### Work required:
Rewrite every one of the entries below with "Drop a point there" changed to "Place a marker there", keeping everything else the same. Omit the pictures from your version.

### Supplied records:
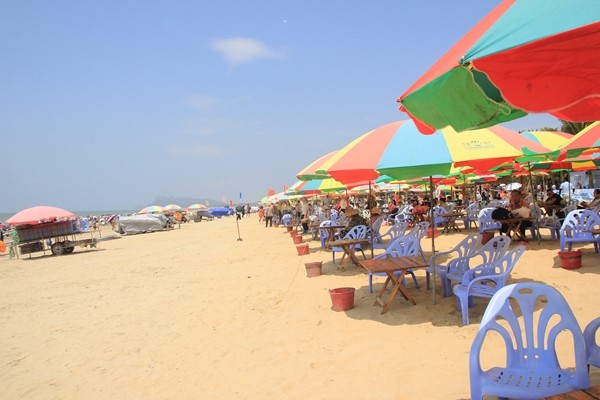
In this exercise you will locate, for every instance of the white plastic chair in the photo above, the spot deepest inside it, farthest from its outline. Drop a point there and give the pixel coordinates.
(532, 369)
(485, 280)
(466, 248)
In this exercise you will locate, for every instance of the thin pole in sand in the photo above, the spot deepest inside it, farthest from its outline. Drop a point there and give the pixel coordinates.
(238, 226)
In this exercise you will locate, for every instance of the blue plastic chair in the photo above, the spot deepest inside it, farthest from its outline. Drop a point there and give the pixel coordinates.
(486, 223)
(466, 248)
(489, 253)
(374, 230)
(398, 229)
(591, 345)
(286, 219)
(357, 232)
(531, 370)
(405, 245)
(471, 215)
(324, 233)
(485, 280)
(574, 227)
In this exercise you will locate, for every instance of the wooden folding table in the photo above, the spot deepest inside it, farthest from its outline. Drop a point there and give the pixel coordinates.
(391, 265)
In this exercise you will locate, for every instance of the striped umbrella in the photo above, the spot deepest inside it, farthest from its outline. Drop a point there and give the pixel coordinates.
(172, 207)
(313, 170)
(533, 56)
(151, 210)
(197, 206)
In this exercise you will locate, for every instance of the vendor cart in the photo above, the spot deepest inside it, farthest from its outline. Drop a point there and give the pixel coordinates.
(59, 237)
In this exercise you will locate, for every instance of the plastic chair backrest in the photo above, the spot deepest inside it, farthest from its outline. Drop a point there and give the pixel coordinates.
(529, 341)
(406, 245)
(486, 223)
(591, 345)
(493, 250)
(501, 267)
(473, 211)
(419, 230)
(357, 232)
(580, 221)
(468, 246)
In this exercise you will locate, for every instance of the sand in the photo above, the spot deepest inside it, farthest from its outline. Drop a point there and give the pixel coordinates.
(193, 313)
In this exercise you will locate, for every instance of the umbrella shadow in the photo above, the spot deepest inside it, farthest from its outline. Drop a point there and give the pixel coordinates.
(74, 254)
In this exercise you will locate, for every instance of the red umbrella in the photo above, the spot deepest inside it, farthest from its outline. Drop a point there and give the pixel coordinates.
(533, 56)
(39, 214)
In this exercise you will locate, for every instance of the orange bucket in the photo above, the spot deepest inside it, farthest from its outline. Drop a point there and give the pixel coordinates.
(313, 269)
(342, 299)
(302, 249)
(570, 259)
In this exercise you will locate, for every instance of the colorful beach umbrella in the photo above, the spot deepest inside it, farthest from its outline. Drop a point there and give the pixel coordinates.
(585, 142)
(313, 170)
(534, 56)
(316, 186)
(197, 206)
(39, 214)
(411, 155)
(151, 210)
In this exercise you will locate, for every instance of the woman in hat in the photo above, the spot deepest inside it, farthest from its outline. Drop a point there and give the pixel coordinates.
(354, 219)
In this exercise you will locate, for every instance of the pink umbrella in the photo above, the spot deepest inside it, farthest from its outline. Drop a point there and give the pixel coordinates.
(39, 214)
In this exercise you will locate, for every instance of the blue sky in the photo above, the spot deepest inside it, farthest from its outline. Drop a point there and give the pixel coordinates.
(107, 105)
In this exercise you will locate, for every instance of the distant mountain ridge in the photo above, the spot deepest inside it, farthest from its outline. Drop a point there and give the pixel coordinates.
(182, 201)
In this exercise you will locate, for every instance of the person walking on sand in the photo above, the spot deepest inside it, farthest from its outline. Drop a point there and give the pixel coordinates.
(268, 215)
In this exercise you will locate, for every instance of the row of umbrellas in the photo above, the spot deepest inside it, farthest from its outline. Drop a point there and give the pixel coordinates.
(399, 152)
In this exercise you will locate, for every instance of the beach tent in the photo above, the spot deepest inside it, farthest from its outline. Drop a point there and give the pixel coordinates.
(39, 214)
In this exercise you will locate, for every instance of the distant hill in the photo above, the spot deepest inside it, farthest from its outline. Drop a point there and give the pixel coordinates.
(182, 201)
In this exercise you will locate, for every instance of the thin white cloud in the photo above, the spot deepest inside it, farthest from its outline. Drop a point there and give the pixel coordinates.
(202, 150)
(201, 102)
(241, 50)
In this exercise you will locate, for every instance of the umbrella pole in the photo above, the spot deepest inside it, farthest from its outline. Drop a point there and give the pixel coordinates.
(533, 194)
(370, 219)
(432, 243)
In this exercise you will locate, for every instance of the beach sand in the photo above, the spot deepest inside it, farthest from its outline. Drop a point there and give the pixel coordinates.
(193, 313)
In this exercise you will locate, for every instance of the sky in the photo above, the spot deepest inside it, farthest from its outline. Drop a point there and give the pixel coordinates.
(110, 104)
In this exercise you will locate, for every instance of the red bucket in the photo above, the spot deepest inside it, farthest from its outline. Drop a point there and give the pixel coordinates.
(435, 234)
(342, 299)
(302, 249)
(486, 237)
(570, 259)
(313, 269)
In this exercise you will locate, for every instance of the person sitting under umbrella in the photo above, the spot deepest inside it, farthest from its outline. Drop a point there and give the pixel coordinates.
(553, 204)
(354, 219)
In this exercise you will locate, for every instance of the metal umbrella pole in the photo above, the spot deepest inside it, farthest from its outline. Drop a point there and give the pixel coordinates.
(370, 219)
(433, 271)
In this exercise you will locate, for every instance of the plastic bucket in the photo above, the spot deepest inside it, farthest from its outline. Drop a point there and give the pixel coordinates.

### Written reply:
In this exercise you will locate, for every instance of the white plastic chair in the photo above, the spot deepest inside it, farthest from its outline. Place a marker there and give the pixel coordinates.
(532, 369)
(485, 280)
(466, 248)
In this exercise you will locate, for every instance of the thin pole in sand in the photo above, the spot deepest inside it, farthest from its outline. Place a marker there and give the pixel coordinates.
(238, 226)
In this exercise you will locate, for every instance of the blue plastic chair in the photo above, the spot deepest inside it, farthest from its outline. Place a marker there and give the pixel coordinates.
(486, 223)
(466, 248)
(489, 253)
(374, 230)
(398, 229)
(591, 345)
(286, 219)
(357, 232)
(531, 370)
(405, 245)
(471, 215)
(324, 233)
(485, 280)
(574, 227)
In this exercise you will locate, for every instance of the wooden folding table in the photo above, the spot deepest inside it, farthest from its outline. Place a marker there and give the pixel coordinates.
(391, 265)
In this exercise you will locate, for every instance of the striped umbrella in the photo above, the spot deepest inside it, farthest from its outline. Place a marker there and give the pixel coordinates.
(172, 207)
(313, 170)
(533, 56)
(151, 210)
(197, 206)
In this exercise you will locate, for every instance of the vendor cart in the photo above, the spot deepest inside it, farthest from its outline. Place a marker there and give the pixel coordinates.
(59, 237)
In this exercise you will locate, for every instance of the plastic chair backrest in the photo above, the spot deepest inside it, farthest from its outline. Place a marker there and give the pixel coordinates.
(529, 341)
(406, 245)
(486, 223)
(591, 345)
(493, 250)
(501, 267)
(473, 211)
(419, 230)
(357, 232)
(580, 221)
(468, 246)
In this exercise you will locate, for every instance of the sand in the photo above, the spot deepest inside it, farthest from its outline. Place a marker there and give the pixel coordinates.
(193, 313)
In this exercise you will locate, for every instance of the umbrella shadow in the photo above, the spot deepest inside it, farthest from its outline. Place a marker there and give the pixel coordinates.
(74, 254)
In this exercise you will locate, for every instance of the red umbrella in the photo above, the spot deepest inside it, farthest from its outline. Place a marker there and give the pixel coordinates.
(533, 56)
(39, 214)
In this exercise you will locate, for every instance of the orange bucket in the photo above, the spot deepest inside it, farthest from its outline. Place a marker there and give the pixel coordinates.
(313, 269)
(342, 299)
(302, 249)
(570, 259)
In this exercise you will locate, for every instance of the colorful beach umbrella in the photo above, the spot deepest inside it, farthest from its outline. Place a marker there and give the pixel coordinates.
(585, 142)
(313, 170)
(534, 56)
(316, 186)
(197, 206)
(39, 214)
(411, 155)
(151, 210)
In this exercise you will locate, for every instance of the woman in hat in the photo above, the spot deepest inside it, farthest from its outline. Place a marker there and give the pixel coordinates.
(354, 219)
In this exercise you will locate, for every instance of the pink umbrella in the photo above, the spot deepest inside it, farthest from its outline. Place a marker there and give the pixel coordinates.
(39, 214)
In this exercise you will locate, for every instance of the blue sky in the photo above, the spot deepest inside it, farthest from its outline. Place a marker there and give the pixel coordinates.
(107, 105)
In this exercise you will locate, for every instance of the distant mountain ridge in the photo above, the spot deepest inside it, farthest from its outline. Place a marker there and give the pixel coordinates.
(182, 201)
In this exercise you will locate, for every instance of the person walking on sand in the photo above, the spot deepest inside it, farthest from its outline. Place a marker there and give the pixel coordinates.
(268, 215)
In this exercise you will locate, for every instance of the row of umbrellas in the photo above, the spot deepest inside it, farthest from its outline. Place a marker there and give the pixel coordinates.
(399, 152)
In this exercise you will locate, for every instance of the beach tent in the photo above, the spot deepest inside it, farthest from its outline. Place a marker there and give the pixel coordinates.
(39, 214)
In this exercise you will locate, for every instance of the distant hill in the photo above, the spot deepest inside it, farthest from its outline. Place a marker there and give the pixel coordinates.
(182, 201)
In this exercise you will locate, for every instance of the thin white cloud in the photo above, the spot deepest inside it, farthest from its outline. Place a marker there and give the pixel coordinates.
(202, 150)
(201, 102)
(241, 50)
In this exercise you will locate, for every instance of the umbrella pole in the photo above, the spot deepest inside it, farthest from its outline. Place a marker there and give the pixel coordinates.
(533, 194)
(370, 219)
(432, 243)
In this exercise you will locate, for every instance of the beach sand in the photo above, the spot deepest inside it, farthest from its outline. Place a marker there and give the pixel coordinates.
(193, 313)
In this exercise you will locate, for every instance of the sky in the photo above, the spot deepest inside it, farthest from its outline. Place a marker there and give the pixel coordinates.
(110, 104)
In this exercise you will locate, for every instance of the red bucket in the photo above, the spot deepest inside it, farthest from its outline. Place a marker there and give the pixel coordinates.
(435, 234)
(342, 299)
(302, 249)
(486, 237)
(570, 259)
(313, 269)
In this exercise you will locate, for every instance of the person sitting under umbrella in the photo above, the spot deepest inside it, farthest from its outline. Place a marker there and give the pixel coordinates.
(553, 204)
(354, 219)
In this exercise you will locate, for every instance of the metal umbrella pole in the photo above, the spot deepest inside it, farthest from its outline. Place a marker there and give the pixel coordinates.
(370, 219)
(433, 271)
In this exercise you will locate, for every instance of the plastic bucket in the photo above, the spot deepest inside it, farthest from its outline. Place a marker there and give the pixel coordinates.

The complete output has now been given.